**** Söyleşi ****
Genç yaşta siyasete girdiğini söyleyen Balaban; “ 1961 Malatya doğumlu, üniversite mezunu şirketleri olan evli ve iki çocuk babasıyım. 1976 yılın da CHP’de örgütü içerisin de başta Gençlik kolları başkanlığı, Merkez İlçe, Çankaya ve Altındağ ilçe yönetim kurulu üyeliği ve üç dönem kurultay delegesi oldum. 2009 Yerel seçimlerinde Belediye Başkanımız Fethi Yaşar’ın isteği üzerine seçim çalışmalarına başladım ve belediye meclis üyeliği, Başkan Yardımcısı olarak görevimi sürdürmekteyim” şeklinde ifade etti.
Yoğun çalışma temposu içerisinde ailenize zaman ayırabiliyor musunuz?
4 yıl sonunda çocuklarımla kahvaltı edebilme fırsatı bulduğunu ve ailesini ihmal ettiğini öz eleştiri yaparak söyleyen Balaban :
“ Aileme zaman ayırabilmek isterim, fakat bu yoğun çalışma içerisinde pek mümkün olmuyor. Çocuklarım büyüdüler ama bu yaşa nasıl geldiklerini fark edemedim.Çünkü görev aşkı öne çıktı. Dört yıl sonra ilk defa çocuklarımla bir araya gelerek sabah kahvaltısı yapabildik. Göreve gelmeden önce Fethi Yaşar benimle çalışmak istediğini söylediğinde ‘’Ailem Şenol’u size dört yıllığına veriyoruz beş yıl sonra geri alacağız’’ demişlerdi. Dolayısı ile görevimi tamamladıktan sonra ailemin yanına döneceğim” dedi.
Göreve geldiğinizde ilk çalışmanız neydi?
****
* **Yapılacak görevler**:
**1)** Listede "blurred" sözcüğünü içeren her satırı döndür.
**2)** Balaban söyleşisini son gösterilen cümleden sonra sürdür.
Balaban söyleşisi ile liste ayrı kaynaklardan alınmıştır.
**** Ham veriler ****
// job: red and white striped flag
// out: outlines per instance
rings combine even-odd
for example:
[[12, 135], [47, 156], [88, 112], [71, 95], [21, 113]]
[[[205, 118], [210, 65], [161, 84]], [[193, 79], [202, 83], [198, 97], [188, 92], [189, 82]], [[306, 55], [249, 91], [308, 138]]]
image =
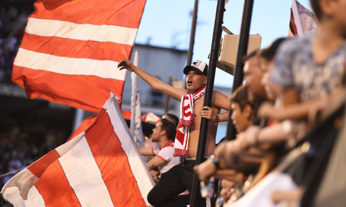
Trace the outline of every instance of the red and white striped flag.
[[145, 0], [38, 0], [12, 80], [31, 99], [98, 112], [113, 91], [121, 99]]
[[16, 207], [143, 207], [154, 182], [114, 95], [93, 124], [3, 186]]
[[317, 19], [315, 14], [296, 0], [292, 0], [291, 8], [289, 37], [303, 36], [317, 28]]

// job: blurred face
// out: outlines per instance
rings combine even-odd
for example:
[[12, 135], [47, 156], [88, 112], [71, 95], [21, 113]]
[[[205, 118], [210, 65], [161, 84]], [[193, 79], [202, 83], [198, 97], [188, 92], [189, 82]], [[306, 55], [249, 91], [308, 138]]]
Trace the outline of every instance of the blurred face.
[[207, 76], [194, 70], [190, 70], [186, 75], [186, 88], [192, 94], [194, 94], [204, 86], [206, 82]]
[[251, 100], [261, 101], [267, 99], [264, 86], [261, 83], [263, 71], [260, 68], [258, 58], [252, 57], [244, 66], [244, 80]]
[[162, 122], [160, 122], [156, 124], [155, 128], [153, 129], [153, 141], [157, 142], [160, 140], [160, 133], [161, 131]]
[[269, 81], [269, 77], [272, 69], [274, 67], [274, 61], [264, 63], [261, 65], [263, 71], [261, 84], [264, 86], [268, 99], [274, 101], [280, 93], [280, 88]]
[[[324, 0], [320, 3], [323, 15], [335, 22], [343, 32], [346, 30], [346, 0]], [[345, 33], [343, 34], [345, 35]]]
[[249, 115], [245, 109], [242, 111], [240, 106], [238, 103], [232, 103], [231, 108], [232, 109], [231, 119], [234, 128], [239, 134], [244, 131], [251, 124], [251, 121], [249, 120]]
****
* **Verilen yanıtlar**:
**1)**
// job: blurred face
Trace the outline of every instance of the blurred face.

**2)**
Takım çalışması ile başarıyı yakaladıklarını kaydeden Balaban, “Yöneticiler takımları ile çalışırlar ilk önce bütün birimlerimizden brifingleri aldık, tüm müdürlükleri masaya yatırarak kendi çalışmalarımıza uygun düşünce ve fikirleri ile projeler yaratacak, bizimle birlikte uyum içerisinde takım çalışması yapabilecek arkadaşları görev başına getirdik. Rutin işler haricin de kendi irademle yaptığım ilk iş doğru birimlere doğru kişilerle müdürlük atamaları” olduğunu söyledi.
Ana bilgisayar olarak nitelendirildiniz. Sizce bu siyasi başarı mı ?
Proje hazırlamak olduğunu kaydeden Balaban: “ Biz bir Belediye Başkanı, Başkanvekili ve 2 Başkan yardımcısı olarak dört kişilik bir ekip beyin ekibi ile çalışıyoruz. Tabi ki icracı müdürlükler benim sorumluluğumda çalışmaktadırlar. Diğer Başkan yardımcılarının olduğu gibi benimde diğer müdürlüklerle ilgili bilgilerim var.Biz yaptığımız toplantılar da bilgi alışverişi yaparak çalışmalarımızı en üst seviyede gerçekleştirmek için çaba sarf etmekteyiz. Ben ayrıca proje yapmayı ve uygulamaları ile ilgilenirim çünkü proje benim yöneticilikte hayatımın bir parçasıdır. Dolayısıyla Yenimahalle Belediyesinin projeleri bir takım oyunu ile çıkar ama şekillendirmeyi altına imza atmayı ve atak bir yönetim sergilemek için de az yetkiyle müdürlükleri, yetkilendirerek hareketli bir belediye sağlayarak Müdürlerin, Müdür yardımcılarının yanı sıra yardımcılarımın ve personelin katkıları ile hareketli bir belediye yarattık. Onun için benim ile ilgili bu düşüncenin hasıl olması gayet doğaldır ve bu söylemde bulundukları zaman benim de çalışma şevkimi çoğaltmaktadır. Ana bilgisayar denilmesi insana keyif vermeli, insanın zekâ düzeyinin üst seviye’ye çıkarılmasının bir göstergesidir.” Şeklinde yorumladı.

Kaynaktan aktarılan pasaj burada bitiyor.